:: What needs to be done ::
Restate the records below word for word.

----

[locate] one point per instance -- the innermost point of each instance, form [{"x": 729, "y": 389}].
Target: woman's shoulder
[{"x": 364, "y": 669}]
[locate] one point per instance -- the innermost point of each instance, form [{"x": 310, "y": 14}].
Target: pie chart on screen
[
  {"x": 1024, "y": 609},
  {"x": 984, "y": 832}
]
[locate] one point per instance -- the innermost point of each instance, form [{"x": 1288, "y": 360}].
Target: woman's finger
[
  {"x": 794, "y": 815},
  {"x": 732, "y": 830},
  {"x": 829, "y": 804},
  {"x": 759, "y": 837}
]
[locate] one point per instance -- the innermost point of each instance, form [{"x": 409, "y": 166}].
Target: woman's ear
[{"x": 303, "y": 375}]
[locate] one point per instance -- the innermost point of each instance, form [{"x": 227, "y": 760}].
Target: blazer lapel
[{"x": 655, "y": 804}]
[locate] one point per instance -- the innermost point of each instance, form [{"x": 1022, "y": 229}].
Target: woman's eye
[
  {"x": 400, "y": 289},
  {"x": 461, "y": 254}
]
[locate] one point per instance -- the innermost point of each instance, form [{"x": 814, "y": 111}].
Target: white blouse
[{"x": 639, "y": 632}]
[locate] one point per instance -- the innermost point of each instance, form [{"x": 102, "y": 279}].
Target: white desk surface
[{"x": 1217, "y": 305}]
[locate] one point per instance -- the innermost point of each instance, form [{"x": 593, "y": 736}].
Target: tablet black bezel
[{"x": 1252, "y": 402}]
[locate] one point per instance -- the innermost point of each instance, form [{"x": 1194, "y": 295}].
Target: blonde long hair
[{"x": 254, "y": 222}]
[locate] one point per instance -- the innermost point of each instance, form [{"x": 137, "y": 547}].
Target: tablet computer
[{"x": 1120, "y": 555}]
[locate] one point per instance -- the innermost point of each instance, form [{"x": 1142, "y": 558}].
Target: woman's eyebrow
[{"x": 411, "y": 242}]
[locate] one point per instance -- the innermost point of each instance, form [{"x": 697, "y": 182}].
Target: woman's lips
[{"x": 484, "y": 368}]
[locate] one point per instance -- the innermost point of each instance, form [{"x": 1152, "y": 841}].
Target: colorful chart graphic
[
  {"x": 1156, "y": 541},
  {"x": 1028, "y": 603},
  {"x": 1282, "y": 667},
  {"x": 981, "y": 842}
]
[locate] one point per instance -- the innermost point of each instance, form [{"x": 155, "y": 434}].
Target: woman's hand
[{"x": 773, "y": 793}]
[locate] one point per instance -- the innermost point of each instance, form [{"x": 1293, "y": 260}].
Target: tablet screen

----

:: Expected output ::
[locate] one point per instance -- the innermost point of each instance, form [{"x": 729, "y": 389}].
Target: woman's shoulder
[{"x": 364, "y": 669}]
[locate] one point per instance -- the innermost point of each instance, form [{"x": 310, "y": 14}].
Target: pie chart on screen
[
  {"x": 1024, "y": 609},
  {"x": 984, "y": 832}
]
[locate] one point per instance -- the innermost point of each instance, form [{"x": 1288, "y": 360}].
Target: woman's finger
[
  {"x": 794, "y": 815},
  {"x": 732, "y": 830},
  {"x": 829, "y": 804},
  {"x": 759, "y": 837}
]
[locate] one point per instance -- the innermost point of each instance, form [{"x": 409, "y": 166}].
Target: woman's ear
[{"x": 303, "y": 375}]
[locate] one point per instance -- the innermost point of each instance, form [{"x": 227, "y": 760}].
Target: blazer lapel
[{"x": 655, "y": 804}]
[locate] one point per instance -- the innermost point of each instance, form [{"x": 1022, "y": 229}].
Target: woman's eye
[
  {"x": 400, "y": 289},
  {"x": 461, "y": 254}
]
[locate] one point per instance -- the innermost point of each instance, form [{"x": 814, "y": 111}].
Target: white blouse
[{"x": 639, "y": 632}]
[locate] one point per instance -- the innermost point of each instance, form [{"x": 102, "y": 279}].
Target: white desk surface
[{"x": 1217, "y": 305}]
[locate] one point per instance -- the innermost point of each instance, form [{"x": 593, "y": 736}].
Target: tablet black bezel
[{"x": 1252, "y": 402}]
[locate] one point per instance -- the innermost point of each instance, form [{"x": 1194, "y": 295}].
Target: blonde long hair
[{"x": 254, "y": 222}]
[locate] one point per instance -- the innermost point of each instance, form [{"x": 137, "y": 547}].
Target: tablet computer
[{"x": 1120, "y": 555}]
[locate] one point per instance -- the innermost point of each instance, form [{"x": 1142, "y": 558}].
Target: woman's eyebrow
[{"x": 411, "y": 242}]
[locate] one point per instance -- the innermost point of each instance, form [{"x": 697, "y": 182}].
Target: woman's lips
[{"x": 484, "y": 368}]
[locate] one point per instance -- the innermost point of each instance, form [{"x": 1152, "y": 841}].
Target: colorful chart graphic
[
  {"x": 1156, "y": 541},
  {"x": 1028, "y": 603},
  {"x": 1282, "y": 667},
  {"x": 981, "y": 842}
]
[locate] one point per instance -- the innermost point of each instance, form [{"x": 155, "y": 434}].
Target: woman's hand
[{"x": 773, "y": 793}]
[locate] one point per instance -- the innermost point of each instance, form [{"x": 1293, "y": 260}].
Target: tablet screen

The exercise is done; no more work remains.